_TEXT EXTRACT_.
AP 199: Whistleblower Protection
Administration of Policy and Legislation
The Superintendent values the principles of integrity, respect and care, and expects all employees to demonstrate high ethical standards in their work. Employees may expect, in return, a positive supportive environment, where they can seek advice and, if necessary, disclose wrongdoing without fear of reprisal, knowing that such disclosures will be taken seriously.
The Province of Alberta has enacted the Public Interest Disclosure (Whistleblower Protection) Act (“the Act”) in order to:
- Facilitate the disclosure and investigation of significant and serious matters in or relating to public bodies, including school boards that an employee believes may be unlawful, dangerous to the public, or injurious to the public interest;
- Protect employees who make those disclosures;
- Manage, investigate and make recommendations respecting disclosures of wrongdoings and reprisals; and
- Promote public confidence in the administration of public bodies.
The Superintendent shall ensure an environment exists that enables and supports employees to come forward to disclose wrongdoing without fear of reprisal, consistent with the Act and related Regulations of the Province of Alberta.

_SOURCE DATA_.
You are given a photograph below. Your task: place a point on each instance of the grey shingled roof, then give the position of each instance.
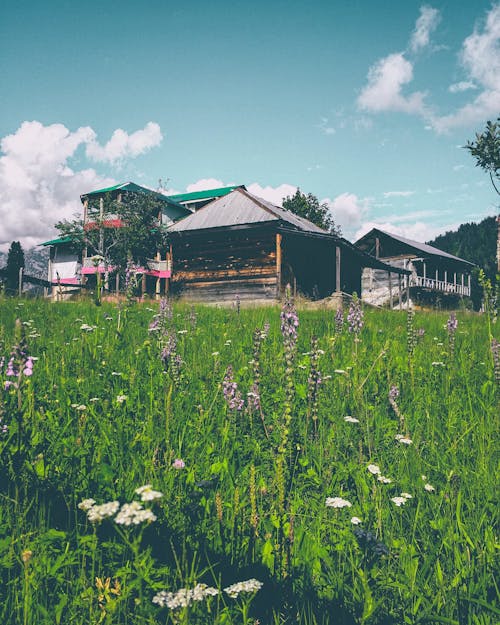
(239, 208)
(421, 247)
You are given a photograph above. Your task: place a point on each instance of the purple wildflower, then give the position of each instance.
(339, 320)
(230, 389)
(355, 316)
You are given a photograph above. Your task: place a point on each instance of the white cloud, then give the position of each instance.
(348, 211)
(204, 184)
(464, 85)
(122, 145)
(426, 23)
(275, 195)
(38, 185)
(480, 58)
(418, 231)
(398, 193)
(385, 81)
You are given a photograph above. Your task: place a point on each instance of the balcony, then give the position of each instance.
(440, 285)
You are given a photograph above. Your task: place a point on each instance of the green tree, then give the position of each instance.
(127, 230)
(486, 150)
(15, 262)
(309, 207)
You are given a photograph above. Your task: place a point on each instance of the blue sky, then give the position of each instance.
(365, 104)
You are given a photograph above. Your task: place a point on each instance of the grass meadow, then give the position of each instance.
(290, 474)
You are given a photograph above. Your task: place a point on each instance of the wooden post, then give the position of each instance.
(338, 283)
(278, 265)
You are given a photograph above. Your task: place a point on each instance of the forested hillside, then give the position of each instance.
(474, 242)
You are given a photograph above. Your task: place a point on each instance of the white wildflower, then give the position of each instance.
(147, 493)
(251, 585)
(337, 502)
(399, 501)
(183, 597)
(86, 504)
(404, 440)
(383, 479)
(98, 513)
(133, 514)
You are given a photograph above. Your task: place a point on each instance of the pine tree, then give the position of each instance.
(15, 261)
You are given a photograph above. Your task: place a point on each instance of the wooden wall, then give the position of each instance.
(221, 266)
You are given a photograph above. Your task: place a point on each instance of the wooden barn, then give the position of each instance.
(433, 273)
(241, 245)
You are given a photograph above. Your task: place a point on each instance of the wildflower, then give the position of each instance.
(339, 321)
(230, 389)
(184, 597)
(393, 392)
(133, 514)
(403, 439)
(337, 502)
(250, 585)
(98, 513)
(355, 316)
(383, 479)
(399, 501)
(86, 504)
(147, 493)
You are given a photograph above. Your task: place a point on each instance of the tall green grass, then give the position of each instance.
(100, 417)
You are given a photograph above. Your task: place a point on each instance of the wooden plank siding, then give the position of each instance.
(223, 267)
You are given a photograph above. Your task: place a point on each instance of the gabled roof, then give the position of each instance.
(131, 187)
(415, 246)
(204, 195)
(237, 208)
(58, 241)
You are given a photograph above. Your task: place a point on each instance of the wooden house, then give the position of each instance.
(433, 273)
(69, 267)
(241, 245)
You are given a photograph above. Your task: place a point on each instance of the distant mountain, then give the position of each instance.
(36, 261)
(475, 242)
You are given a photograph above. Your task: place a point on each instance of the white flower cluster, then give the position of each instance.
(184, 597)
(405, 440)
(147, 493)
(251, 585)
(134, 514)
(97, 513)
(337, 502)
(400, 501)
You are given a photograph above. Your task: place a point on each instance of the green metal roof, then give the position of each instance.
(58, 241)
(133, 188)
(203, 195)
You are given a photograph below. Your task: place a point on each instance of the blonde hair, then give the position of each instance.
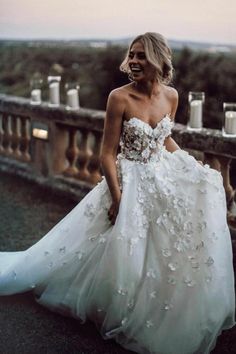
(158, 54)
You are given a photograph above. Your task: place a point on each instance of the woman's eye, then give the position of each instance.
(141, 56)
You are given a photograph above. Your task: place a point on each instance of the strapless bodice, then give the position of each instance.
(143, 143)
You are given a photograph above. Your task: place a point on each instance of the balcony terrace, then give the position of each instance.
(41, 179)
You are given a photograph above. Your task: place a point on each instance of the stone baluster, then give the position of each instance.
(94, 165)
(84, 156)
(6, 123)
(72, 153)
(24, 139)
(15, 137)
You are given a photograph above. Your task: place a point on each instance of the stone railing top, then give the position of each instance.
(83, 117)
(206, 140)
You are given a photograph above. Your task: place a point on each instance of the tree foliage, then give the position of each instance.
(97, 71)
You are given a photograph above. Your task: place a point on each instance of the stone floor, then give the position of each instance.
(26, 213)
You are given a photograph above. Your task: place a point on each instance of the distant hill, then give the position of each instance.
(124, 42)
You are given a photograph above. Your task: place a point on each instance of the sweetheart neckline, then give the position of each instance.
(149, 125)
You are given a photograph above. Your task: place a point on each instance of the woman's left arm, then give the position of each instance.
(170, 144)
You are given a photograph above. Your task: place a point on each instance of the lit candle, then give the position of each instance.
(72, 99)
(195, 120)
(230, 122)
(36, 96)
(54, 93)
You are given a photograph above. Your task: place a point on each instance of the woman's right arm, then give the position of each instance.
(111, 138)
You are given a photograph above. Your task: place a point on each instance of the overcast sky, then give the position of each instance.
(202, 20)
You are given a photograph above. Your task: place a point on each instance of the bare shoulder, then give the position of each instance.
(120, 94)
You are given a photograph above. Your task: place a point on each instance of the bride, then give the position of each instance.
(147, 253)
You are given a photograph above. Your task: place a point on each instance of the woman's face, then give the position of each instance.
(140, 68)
--
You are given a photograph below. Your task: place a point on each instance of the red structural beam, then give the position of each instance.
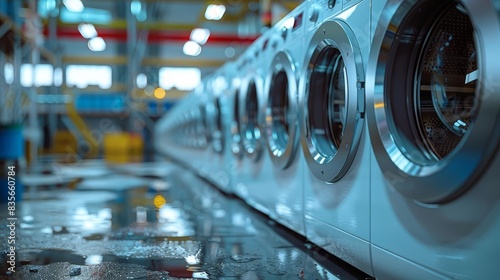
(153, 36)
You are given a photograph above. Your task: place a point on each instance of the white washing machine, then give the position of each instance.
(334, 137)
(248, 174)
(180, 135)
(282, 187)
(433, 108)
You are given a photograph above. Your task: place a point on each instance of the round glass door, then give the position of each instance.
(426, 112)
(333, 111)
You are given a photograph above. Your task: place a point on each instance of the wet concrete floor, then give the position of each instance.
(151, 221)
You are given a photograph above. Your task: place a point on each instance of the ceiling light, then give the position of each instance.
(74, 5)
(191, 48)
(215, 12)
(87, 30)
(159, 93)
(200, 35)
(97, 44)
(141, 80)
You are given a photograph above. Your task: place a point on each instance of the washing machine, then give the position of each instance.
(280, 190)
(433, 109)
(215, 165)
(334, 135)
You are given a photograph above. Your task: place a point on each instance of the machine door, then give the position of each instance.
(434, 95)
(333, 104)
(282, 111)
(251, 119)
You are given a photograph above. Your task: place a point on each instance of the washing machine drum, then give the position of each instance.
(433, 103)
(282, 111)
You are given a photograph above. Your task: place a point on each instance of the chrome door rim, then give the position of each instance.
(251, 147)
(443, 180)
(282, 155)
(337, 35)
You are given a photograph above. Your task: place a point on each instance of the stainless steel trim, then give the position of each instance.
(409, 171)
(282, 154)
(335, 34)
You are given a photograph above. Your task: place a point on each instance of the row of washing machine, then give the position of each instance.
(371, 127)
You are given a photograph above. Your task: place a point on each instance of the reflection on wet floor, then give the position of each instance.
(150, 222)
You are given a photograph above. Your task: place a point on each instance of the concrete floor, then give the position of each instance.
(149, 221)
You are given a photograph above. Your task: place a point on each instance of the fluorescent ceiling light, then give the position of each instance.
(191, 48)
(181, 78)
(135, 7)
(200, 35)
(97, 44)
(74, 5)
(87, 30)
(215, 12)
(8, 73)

_PROBLEMS TO SOLVE_.
A: Can you copy the stretch of the whistleblower protection policy above from "The Province of Alberta has" through "of public bodies.", word for word?
B: How many lines of the entries above contain the string "washing", counting case-sensitively? Reply with only the number.

_TASK-BY-TASK SOLUTIONS_.
A:
The Province of Alberta has enacted the Public Interest Disclosure (Whistleblower Protection) Act (“the Act”) in order to:
- Facilitate the disclosure and investigation of significant and serious matters in or relating to public bodies, including school boards that an employee believes may be unlawful, dangerous to the public, or injurious to the public interest;
- Protect employees who make those disclosures;
- Manage, investigate and make recommendations respecting disclosures of wrongdoings and reprisals; and
- Promote public confidence in the administration of public bodies.

B: 4